Stranding requires a peer to jump `persist_upper` past a datum in the window
between when this writer buffers it and its next drain, with that datum still
buffered at the deciding instant. So the probability scales with how far behind
the at-risk writer is:

  * Warm active-active (both hydrated, racing in lockstep): the gap is at most
    a little CaS jitter plus one batch, so stranding is RARE -- but a GC pause,
    scheduling hiccup, or source burst can widen the window, so it is not zero.
  * Cold 0dt catch-up (replacement far behind a caught-up writer): a large
    backlog sits below the upper essentially the whole time, so stranding is
    NEAR-CERTAIN. This is where it was actually observed.

Either way the failure is sticky and silent: once it strands, the earliest
stranded `ts` pins the frontier for good (`persist_upper` only climbs, so the
datum can never become eligible again), status stays `running` with no error,
and only a dataflow restart clears it (`resume_upper` re-drops the sub-upper
data) -- but nothing triggers one. A rare per-moment event over a long-running
deployment converges toward "happens eventually," and is terminal when it does.

## The fix

Classify three ways and DROP `ts < persist_upper` (already persisted by a
peer; we could not emit correct retractions for it and the sink would filter
it anyway), re-stash only `ts > persist_upper`, process `ts == persist_upper`.
This mirrors v1's `relevant = persist_upper.less_equal(ts)` and lets the output
frontier advance past the shard upper instead of pinning below it. The happy
path (`==` and `>`) is unchanged; only the below-upper case flips from
"re-stash forever / pin the frontier" to "drop and advance."

## Tested

- `lagging_replacement_below_upper_strands_data` (v2): drives the exact shape
  -- feedback advanced to T=10 with no operator output, then source data at
  ts=5,7 < T. Without the fix the output frontier pins at 5 (verified: the test
  fails with `left: [(5)]`); with the fix the data is dropped and the frontier
  advances to 11.
- `lagging_replacement_below_upper_is_dropped` (v1): the same scenario against
  v1, asserting it already drops the data and advances cleanly -- the contrast
  that makes v2 the outlier.

*Stored rows:*
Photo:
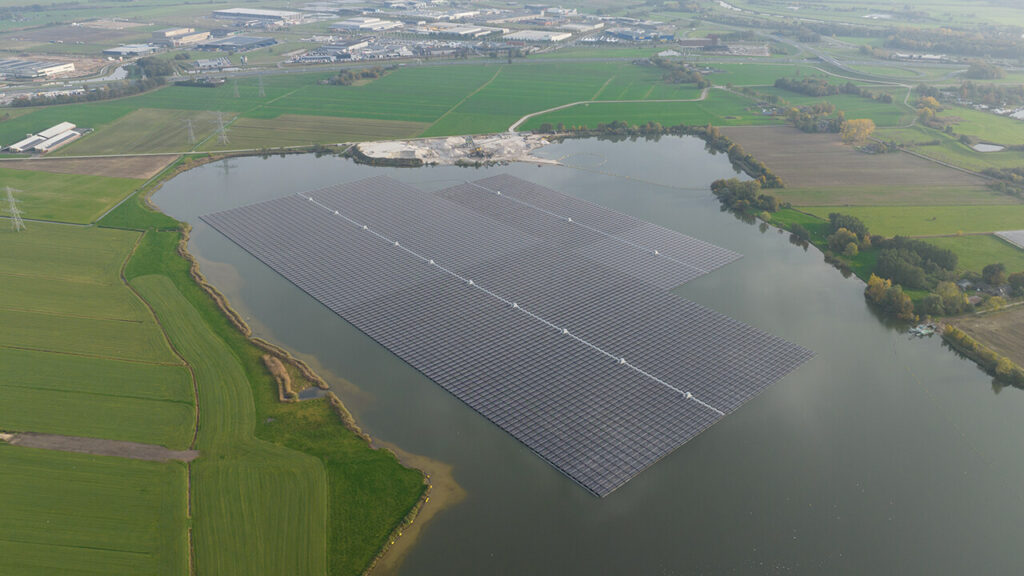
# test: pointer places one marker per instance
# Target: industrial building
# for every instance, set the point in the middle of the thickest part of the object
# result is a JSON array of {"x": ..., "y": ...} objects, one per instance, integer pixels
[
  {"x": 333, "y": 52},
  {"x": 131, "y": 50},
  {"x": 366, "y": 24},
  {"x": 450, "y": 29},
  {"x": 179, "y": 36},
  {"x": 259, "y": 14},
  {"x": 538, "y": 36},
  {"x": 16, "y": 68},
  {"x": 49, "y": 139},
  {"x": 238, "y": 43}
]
* * *
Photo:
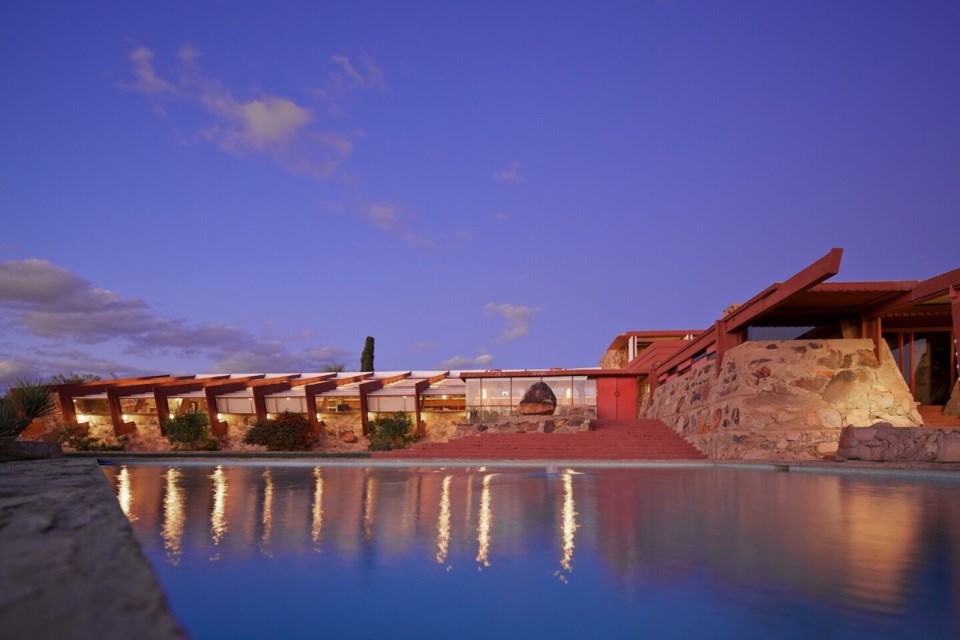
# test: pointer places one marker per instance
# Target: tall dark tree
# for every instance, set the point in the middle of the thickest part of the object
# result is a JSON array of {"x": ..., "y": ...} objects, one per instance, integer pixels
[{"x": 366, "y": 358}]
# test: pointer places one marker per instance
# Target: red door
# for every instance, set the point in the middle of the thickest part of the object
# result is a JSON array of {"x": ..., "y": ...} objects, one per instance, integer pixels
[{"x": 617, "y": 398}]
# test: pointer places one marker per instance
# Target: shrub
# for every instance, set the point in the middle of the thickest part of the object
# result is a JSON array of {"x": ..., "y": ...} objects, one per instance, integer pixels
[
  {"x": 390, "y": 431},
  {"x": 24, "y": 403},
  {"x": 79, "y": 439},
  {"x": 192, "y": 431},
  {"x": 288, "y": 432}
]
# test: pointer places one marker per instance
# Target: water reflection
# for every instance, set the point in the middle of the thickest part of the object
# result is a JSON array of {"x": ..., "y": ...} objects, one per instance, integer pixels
...
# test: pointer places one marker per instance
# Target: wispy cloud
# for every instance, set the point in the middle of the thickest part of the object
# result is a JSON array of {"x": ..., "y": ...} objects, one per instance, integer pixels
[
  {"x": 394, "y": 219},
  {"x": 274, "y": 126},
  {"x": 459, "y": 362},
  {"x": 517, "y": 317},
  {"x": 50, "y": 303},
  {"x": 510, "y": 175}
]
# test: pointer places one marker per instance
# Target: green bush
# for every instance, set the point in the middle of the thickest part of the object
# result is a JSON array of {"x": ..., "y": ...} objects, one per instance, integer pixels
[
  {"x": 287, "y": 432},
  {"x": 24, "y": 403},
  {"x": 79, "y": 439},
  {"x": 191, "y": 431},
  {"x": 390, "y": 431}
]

*The tasks:*
(a) Answer each question from the write-up on data stranding.
(i) How likely is stranding during cold 0dt catch-up?
(ii) What is the only thing that clears a stranded state?
(iii) With the fix, to what value does the output frontier advance in the v2 test?
(b) Decide whether each statement agrees with the write-up on data stranding, and support each answer with the deciding words from it.
(i) Once data strands, the status reports an error.
(ii) The fix alters the happy path.
(iii) The fix drops data whose `ts` is below `persist_upper`.
(c) Write out the stretch of the write-up on data stranding from "Stranding requires a" through "is not zero.", word for word.
The listing is separate material, unrelated to the write-up on data stranding.

*Worked answers:*
(a)
(i) Near-certain.
(ii) A dataflow restart.
(iii) 11.

(b)
(i) No: "status stays `running` with no error"
(ii) No: "The happy path (`==` and `>`) is unchanged"
(iii) Yes: "Classify three ways and DROP `ts < persist_upper`"

(c)
Stranding requires a peer to jump `persist_upper` past a datum in the window
between when this writer buffers it and its next drain, with that datum still
buffered at the deciding instant. So the probability scales with how far behind
the at-risk writer is:

  * Warm active-active (both hydrated, racing in lockstep): the gap is at most
    a little CaS jitter plus one batch, so stranding is RARE -- but a GC pause,
    scheduling hiccup, or source burst can widen the window, so it is not zero.